▶ _EXERCISES_:
1. According to the letter below about Feyna's mid-term, what score did she receive on her California History mid-term?
2. Write out the passage of the letter below about Feyna's mid-term from "Tobie Shapiro tobie" up to and including "afraid she couldn't do it.".

▶ _PASSAGE TO READ_:

######

TheBanyanTree: Life Stories 48

Tobie Shapiro tobie at shpilchas.net
Fri Nov 3 08:51:04 PST 2006


November 3, 2000000006



Dear Old Friends,

	Feyna got a 95 on her mid-term in 
California History.  This was especially 
significant because she went into it so 
frightened.  She was afraid she couldn't do it. 
She'd never done anything like it before:  three 
essay questions.  How could she manage?  She 
shivered.  She cried.  Luckily enough, she has 
special compensation because of her ADD, OCD, 
anxiety and slow processing to take tests in a 
quiet environment, and take twice the time that 
the others take.  Without those accommodations, 
she couldn't do it.  With them, she did her 95. 
And you know why else this 95 is significant?

######

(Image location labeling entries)
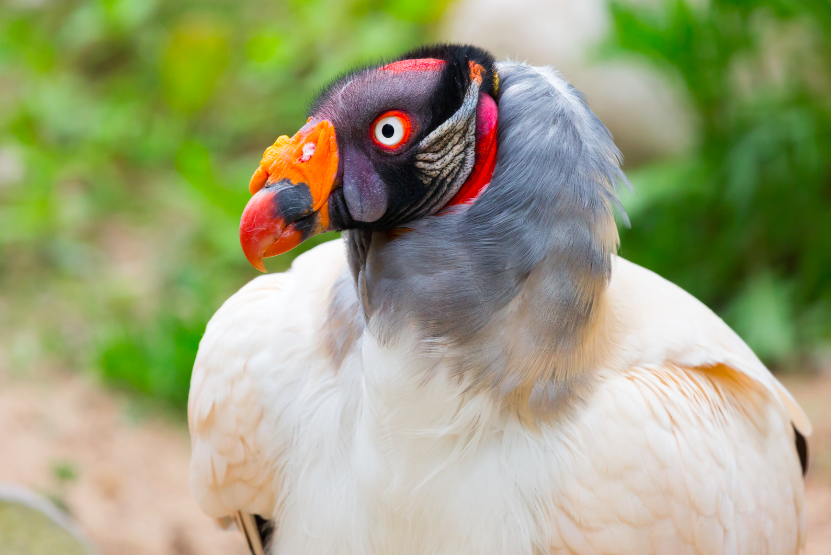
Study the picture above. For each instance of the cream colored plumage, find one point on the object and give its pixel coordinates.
(684, 443)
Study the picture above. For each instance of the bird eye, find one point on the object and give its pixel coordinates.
(391, 130)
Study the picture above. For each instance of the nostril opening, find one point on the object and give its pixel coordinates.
(308, 152)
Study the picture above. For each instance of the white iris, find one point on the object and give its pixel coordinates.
(389, 131)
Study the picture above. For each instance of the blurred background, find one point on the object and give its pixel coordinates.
(129, 130)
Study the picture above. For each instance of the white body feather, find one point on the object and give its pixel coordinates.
(684, 445)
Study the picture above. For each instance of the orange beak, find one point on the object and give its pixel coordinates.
(291, 189)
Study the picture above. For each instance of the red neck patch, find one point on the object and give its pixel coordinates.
(480, 176)
(419, 64)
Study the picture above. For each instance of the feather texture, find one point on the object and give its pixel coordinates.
(684, 444)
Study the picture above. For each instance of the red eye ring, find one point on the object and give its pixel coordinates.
(391, 129)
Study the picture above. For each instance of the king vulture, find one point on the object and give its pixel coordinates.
(472, 369)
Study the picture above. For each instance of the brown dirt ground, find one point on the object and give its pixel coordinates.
(122, 470)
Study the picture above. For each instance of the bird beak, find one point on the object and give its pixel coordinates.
(291, 191)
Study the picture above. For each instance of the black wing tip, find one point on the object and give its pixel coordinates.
(802, 450)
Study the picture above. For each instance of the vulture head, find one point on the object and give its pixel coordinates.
(383, 146)
(475, 196)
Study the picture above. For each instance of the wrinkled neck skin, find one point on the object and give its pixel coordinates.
(509, 292)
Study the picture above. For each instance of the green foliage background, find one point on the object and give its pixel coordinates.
(129, 129)
(128, 132)
(744, 220)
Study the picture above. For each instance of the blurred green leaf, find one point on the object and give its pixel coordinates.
(128, 132)
(753, 198)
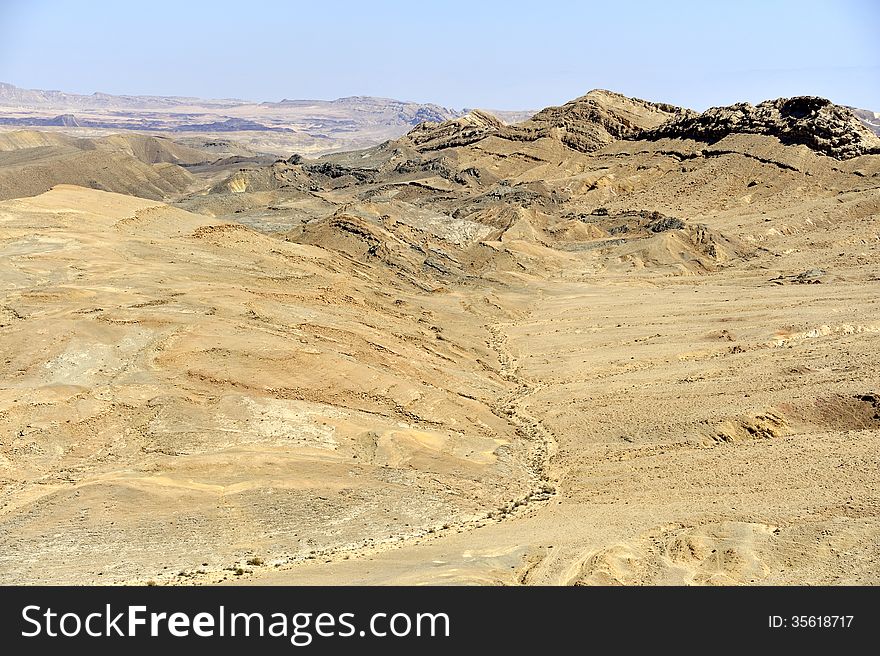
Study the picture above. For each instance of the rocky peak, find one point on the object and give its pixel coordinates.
(461, 131)
(811, 121)
(593, 120)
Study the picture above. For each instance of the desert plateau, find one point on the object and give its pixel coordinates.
(613, 341)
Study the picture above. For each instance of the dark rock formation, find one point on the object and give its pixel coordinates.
(814, 122)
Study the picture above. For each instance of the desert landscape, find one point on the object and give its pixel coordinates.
(614, 341)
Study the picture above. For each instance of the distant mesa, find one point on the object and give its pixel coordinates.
(230, 125)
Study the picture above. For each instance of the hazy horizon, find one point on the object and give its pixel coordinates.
(499, 55)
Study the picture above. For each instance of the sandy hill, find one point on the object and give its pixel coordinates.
(814, 122)
(148, 167)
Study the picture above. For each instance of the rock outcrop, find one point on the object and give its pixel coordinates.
(814, 122)
(592, 121)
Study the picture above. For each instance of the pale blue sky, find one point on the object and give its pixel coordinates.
(503, 55)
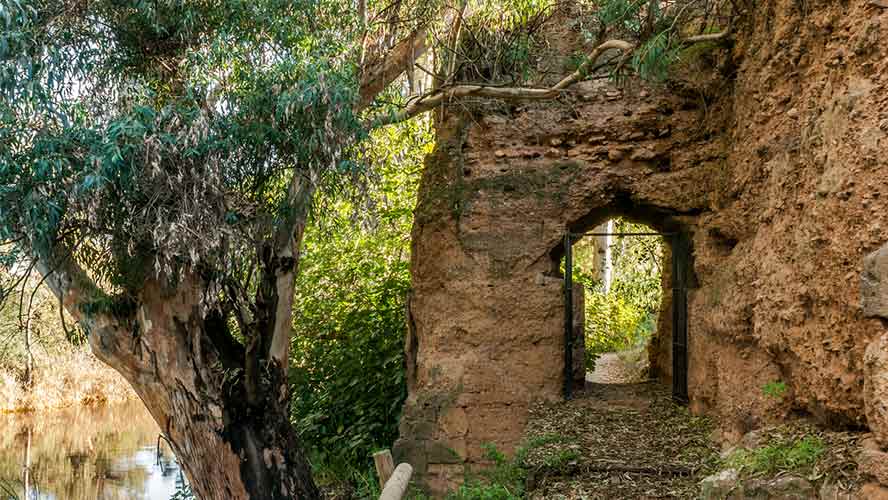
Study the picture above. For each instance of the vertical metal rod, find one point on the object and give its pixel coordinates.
(680, 256)
(568, 316)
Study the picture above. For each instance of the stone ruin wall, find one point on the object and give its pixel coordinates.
(778, 170)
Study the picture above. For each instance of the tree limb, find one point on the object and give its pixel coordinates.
(439, 96)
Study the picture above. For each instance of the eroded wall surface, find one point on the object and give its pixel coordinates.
(777, 167)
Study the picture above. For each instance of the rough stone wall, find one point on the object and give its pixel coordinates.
(777, 168)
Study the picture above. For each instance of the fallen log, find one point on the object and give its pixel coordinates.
(396, 486)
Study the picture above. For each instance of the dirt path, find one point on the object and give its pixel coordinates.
(617, 441)
(610, 368)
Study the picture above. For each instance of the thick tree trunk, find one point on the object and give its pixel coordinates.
(181, 362)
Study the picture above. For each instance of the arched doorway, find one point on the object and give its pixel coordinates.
(676, 240)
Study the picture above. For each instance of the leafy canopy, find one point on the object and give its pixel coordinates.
(167, 130)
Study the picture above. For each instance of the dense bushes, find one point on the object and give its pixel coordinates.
(347, 373)
(622, 315)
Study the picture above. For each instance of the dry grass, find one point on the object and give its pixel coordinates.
(63, 379)
(619, 441)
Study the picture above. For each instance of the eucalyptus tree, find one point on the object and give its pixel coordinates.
(159, 160)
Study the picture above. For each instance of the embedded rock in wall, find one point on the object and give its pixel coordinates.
(874, 283)
(874, 302)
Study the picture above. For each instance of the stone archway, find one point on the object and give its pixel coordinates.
(497, 196)
(505, 183)
(665, 363)
(783, 192)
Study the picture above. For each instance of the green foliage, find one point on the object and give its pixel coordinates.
(787, 455)
(625, 315)
(347, 353)
(503, 480)
(775, 389)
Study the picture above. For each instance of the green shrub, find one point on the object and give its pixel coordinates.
(775, 389)
(347, 369)
(625, 315)
(780, 456)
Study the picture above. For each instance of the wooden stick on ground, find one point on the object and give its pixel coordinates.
(396, 487)
(385, 466)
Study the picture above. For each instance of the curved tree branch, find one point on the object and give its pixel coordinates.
(437, 97)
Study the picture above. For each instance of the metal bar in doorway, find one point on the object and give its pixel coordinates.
(568, 317)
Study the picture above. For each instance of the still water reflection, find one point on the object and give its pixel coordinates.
(108, 453)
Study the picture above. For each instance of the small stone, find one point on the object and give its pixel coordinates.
(614, 154)
(642, 154)
(873, 461)
(784, 488)
(719, 485)
(873, 491)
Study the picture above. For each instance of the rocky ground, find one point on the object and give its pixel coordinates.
(618, 441)
(631, 441)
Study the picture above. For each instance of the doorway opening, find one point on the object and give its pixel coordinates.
(617, 293)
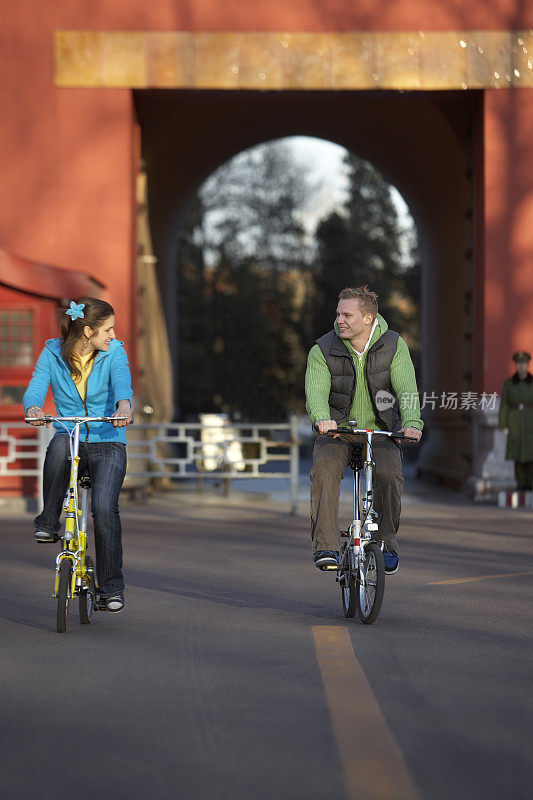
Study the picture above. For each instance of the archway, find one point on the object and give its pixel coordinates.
(434, 160)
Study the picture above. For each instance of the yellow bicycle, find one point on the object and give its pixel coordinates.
(75, 574)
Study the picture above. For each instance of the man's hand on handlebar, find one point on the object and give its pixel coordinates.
(411, 433)
(325, 425)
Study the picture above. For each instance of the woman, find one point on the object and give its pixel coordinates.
(88, 372)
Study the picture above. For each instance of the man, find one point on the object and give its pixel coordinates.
(360, 370)
(516, 418)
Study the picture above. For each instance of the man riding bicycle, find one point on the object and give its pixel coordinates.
(358, 371)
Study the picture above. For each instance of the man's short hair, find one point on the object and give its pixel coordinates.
(368, 301)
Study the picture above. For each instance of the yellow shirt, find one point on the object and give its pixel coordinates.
(85, 365)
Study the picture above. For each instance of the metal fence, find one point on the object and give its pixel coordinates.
(174, 451)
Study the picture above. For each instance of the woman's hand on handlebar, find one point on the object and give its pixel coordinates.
(37, 414)
(411, 433)
(123, 410)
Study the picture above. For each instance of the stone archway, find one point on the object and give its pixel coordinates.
(431, 163)
(355, 89)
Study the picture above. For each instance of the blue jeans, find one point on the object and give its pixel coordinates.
(106, 463)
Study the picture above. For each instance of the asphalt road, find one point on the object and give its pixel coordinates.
(225, 675)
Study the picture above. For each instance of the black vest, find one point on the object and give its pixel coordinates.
(378, 360)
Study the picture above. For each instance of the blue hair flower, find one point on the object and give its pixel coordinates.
(75, 311)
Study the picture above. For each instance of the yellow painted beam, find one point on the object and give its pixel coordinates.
(414, 60)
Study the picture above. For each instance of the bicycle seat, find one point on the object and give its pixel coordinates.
(356, 461)
(85, 479)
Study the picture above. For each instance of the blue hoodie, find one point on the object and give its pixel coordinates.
(108, 382)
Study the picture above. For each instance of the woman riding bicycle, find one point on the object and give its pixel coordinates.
(88, 372)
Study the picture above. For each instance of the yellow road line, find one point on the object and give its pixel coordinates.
(479, 578)
(373, 765)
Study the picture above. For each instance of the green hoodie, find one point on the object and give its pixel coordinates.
(403, 380)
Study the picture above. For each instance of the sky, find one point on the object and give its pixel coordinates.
(324, 160)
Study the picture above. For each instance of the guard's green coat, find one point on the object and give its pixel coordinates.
(519, 422)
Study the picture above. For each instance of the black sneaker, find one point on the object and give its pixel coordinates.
(326, 559)
(392, 562)
(114, 603)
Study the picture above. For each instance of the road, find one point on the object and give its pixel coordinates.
(232, 672)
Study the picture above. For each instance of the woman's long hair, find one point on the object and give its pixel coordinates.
(94, 314)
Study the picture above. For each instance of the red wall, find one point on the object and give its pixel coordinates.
(67, 154)
(508, 285)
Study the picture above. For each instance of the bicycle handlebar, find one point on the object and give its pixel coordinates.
(48, 418)
(364, 431)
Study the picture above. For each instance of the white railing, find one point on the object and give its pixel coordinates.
(178, 450)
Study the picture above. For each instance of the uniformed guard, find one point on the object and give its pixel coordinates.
(516, 418)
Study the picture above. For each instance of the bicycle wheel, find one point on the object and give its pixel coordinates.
(369, 595)
(88, 594)
(65, 577)
(347, 582)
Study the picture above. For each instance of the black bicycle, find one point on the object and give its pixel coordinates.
(361, 570)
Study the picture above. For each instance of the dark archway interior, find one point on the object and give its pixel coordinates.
(426, 144)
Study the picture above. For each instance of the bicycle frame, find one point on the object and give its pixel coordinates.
(363, 527)
(75, 536)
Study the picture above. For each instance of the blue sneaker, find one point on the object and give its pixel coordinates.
(326, 559)
(392, 562)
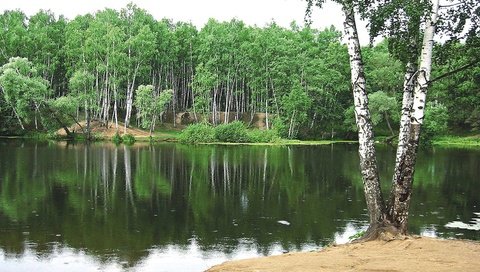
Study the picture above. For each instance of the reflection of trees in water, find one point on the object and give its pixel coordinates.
(123, 201)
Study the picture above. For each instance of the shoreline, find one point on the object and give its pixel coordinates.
(410, 254)
(442, 141)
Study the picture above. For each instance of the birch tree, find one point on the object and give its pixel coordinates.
(395, 213)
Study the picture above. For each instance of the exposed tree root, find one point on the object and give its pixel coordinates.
(382, 233)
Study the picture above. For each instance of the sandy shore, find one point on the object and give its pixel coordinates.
(412, 254)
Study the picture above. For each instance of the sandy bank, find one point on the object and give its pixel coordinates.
(411, 254)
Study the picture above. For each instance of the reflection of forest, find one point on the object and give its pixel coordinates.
(122, 201)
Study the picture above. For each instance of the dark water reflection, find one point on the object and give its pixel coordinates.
(80, 207)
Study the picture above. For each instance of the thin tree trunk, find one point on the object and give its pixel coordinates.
(405, 168)
(366, 149)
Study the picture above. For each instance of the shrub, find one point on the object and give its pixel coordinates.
(234, 132)
(263, 136)
(197, 133)
(128, 139)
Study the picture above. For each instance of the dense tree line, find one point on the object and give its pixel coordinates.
(106, 65)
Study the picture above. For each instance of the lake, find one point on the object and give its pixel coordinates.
(171, 207)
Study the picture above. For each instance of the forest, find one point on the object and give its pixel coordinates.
(128, 69)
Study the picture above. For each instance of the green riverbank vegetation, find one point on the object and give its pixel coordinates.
(124, 69)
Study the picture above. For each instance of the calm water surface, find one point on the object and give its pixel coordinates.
(101, 207)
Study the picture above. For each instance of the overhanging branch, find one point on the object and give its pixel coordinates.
(471, 64)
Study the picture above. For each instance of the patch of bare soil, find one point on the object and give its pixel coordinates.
(98, 128)
(411, 254)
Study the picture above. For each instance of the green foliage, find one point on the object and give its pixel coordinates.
(382, 107)
(197, 133)
(234, 132)
(117, 139)
(357, 235)
(128, 139)
(263, 136)
(22, 89)
(150, 105)
(435, 123)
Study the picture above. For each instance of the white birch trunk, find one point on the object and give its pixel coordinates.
(366, 149)
(410, 130)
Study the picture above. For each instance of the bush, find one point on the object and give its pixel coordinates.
(263, 136)
(128, 139)
(197, 133)
(234, 132)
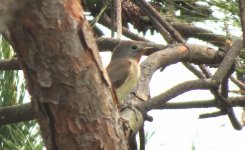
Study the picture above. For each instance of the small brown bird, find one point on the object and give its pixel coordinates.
(124, 70)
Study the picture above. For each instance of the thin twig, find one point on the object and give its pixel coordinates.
(118, 12)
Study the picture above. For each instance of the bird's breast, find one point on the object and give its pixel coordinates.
(131, 80)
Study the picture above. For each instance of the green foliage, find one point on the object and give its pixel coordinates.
(19, 136)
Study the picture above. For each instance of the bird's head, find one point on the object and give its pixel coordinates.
(129, 50)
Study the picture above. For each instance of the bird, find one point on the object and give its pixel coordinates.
(124, 69)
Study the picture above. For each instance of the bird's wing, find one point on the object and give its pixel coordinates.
(118, 72)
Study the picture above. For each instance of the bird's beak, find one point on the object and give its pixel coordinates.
(144, 49)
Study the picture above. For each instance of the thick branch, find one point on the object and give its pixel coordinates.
(16, 113)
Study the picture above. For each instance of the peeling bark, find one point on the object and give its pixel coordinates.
(69, 88)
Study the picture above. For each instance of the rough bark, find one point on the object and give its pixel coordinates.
(69, 89)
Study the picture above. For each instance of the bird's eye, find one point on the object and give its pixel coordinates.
(134, 47)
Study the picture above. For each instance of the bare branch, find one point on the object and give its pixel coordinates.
(157, 101)
(154, 14)
(241, 4)
(228, 61)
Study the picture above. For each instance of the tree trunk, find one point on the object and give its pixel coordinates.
(69, 87)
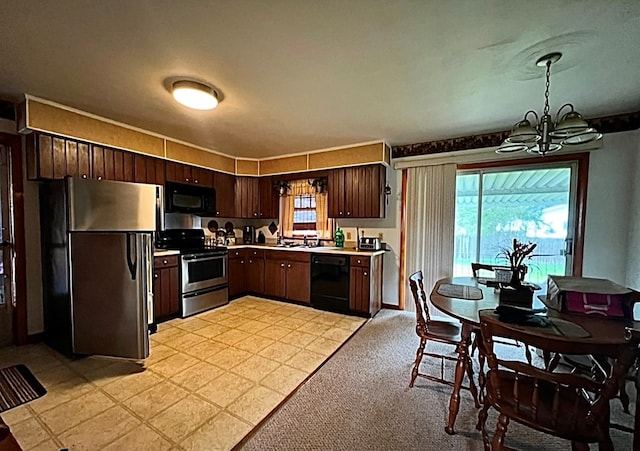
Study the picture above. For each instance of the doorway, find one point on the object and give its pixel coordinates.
(7, 253)
(535, 202)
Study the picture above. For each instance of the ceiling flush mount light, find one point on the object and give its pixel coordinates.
(194, 94)
(543, 135)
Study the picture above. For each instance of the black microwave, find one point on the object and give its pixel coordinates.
(191, 199)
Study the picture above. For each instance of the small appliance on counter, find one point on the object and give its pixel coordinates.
(248, 234)
(369, 244)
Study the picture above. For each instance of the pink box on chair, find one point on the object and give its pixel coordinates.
(590, 296)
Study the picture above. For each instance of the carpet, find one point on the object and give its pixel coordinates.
(360, 400)
(18, 386)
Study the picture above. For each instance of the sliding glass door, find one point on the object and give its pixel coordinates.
(533, 203)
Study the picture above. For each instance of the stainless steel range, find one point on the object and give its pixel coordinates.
(203, 275)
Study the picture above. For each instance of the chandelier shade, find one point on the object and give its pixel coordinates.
(541, 134)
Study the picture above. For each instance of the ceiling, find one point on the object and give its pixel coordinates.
(304, 75)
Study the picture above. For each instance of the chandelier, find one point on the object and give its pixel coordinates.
(543, 135)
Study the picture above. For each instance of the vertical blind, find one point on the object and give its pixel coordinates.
(431, 197)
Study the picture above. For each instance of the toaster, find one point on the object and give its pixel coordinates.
(369, 244)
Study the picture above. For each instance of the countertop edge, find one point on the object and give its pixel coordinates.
(312, 250)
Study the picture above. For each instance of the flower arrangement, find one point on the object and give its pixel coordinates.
(516, 257)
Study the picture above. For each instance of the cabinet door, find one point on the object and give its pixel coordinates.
(154, 168)
(336, 193)
(166, 303)
(359, 290)
(158, 308)
(236, 276)
(247, 197)
(364, 187)
(52, 157)
(255, 275)
(202, 176)
(109, 164)
(77, 160)
(224, 184)
(123, 169)
(298, 281)
(178, 172)
(268, 199)
(275, 278)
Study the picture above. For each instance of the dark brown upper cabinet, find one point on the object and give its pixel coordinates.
(224, 184)
(112, 164)
(269, 200)
(148, 169)
(53, 157)
(191, 175)
(357, 192)
(247, 197)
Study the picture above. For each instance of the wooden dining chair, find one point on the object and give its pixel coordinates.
(441, 331)
(564, 404)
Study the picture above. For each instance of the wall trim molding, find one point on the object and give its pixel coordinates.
(608, 124)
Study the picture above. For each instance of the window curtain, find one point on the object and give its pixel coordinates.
(324, 224)
(430, 225)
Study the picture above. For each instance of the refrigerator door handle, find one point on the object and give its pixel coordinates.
(132, 262)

######

▶ _SOLUTION SET_:
1. A 95.

2.
Tobie Shapiro tobie at shpilchas.net
Fri Nov 3 08:51:04 PST 2006


November 3, 2000000006



Dear Old Friends,

	Feyna got a 95 on her mid-term in 
California History.  This was especially 
significant because she went into it so 
frightened.  She was afraid she couldn't do it.